→ **AIM**: Rewrite the geocaching text from "Not all puzzles" up to and including "solve the puzzle.", swapping "posted coordinates" for "listed coordinates".

** BEGIN SUPPLIED PASSAGE **

Commercial caches will not be published on geocaching.com without prior approval from Groundspeak. A commercial cache is a geocache listing or geocache which is perceived by Groundspeak, Groundspeak's employees, or the Volunteer Geocache Reviewers as having been submitted to geocaching.com with the principal or substantial intent of soliciting customers or generating commercial gain. The geocache is presumed to be commercial if the finder is required to go inside a business, interact with employees, and/or purchase a product or service, or if the cache listing has overtones of advertising, marketing, or promotion.

 

Seems these should be theme caches - suggested- not necessarily required.

Link to comment
One [Puzzle] for all caches that are "front-loaded", ie, you need to do some work before setting out on the hunt to get to the actual coordinates. The caches that many think of as true puzzles. I'd also put the "bonus cache" in this category; the cache that can be found only after finding other caches, travel bugs or some other travel/find.
Not all puzzles are front-loaded. Some of my favorites have been ones where you show up at the posted coordinates, then you find and solve the puzzle.

** END SUPPLIED PASSAGE **
** BEGIN ROWS **

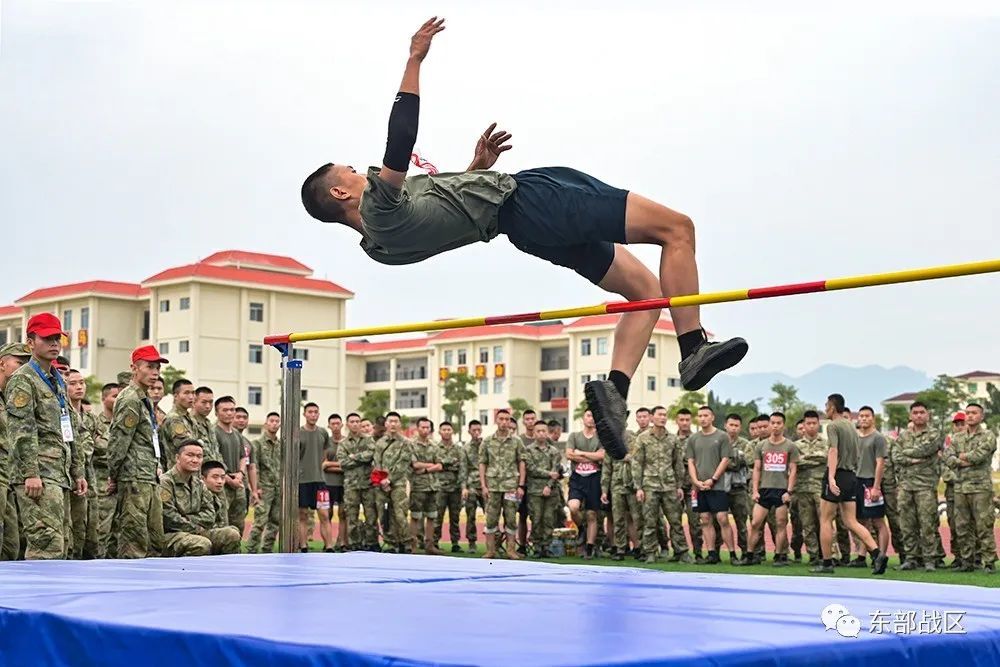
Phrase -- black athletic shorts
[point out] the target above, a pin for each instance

** END ROWS **
** BEGIN ROWS **

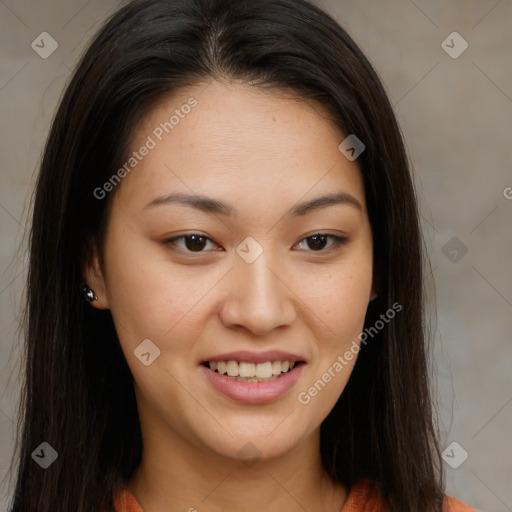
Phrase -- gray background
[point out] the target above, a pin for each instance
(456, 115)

** END ROWS **

→ **SOLVED PROBLEM**:
Not all puzzles are front-loaded. Some of my favorites have been ones where you show up at the listed coordinates, then you find and solve the puzzle.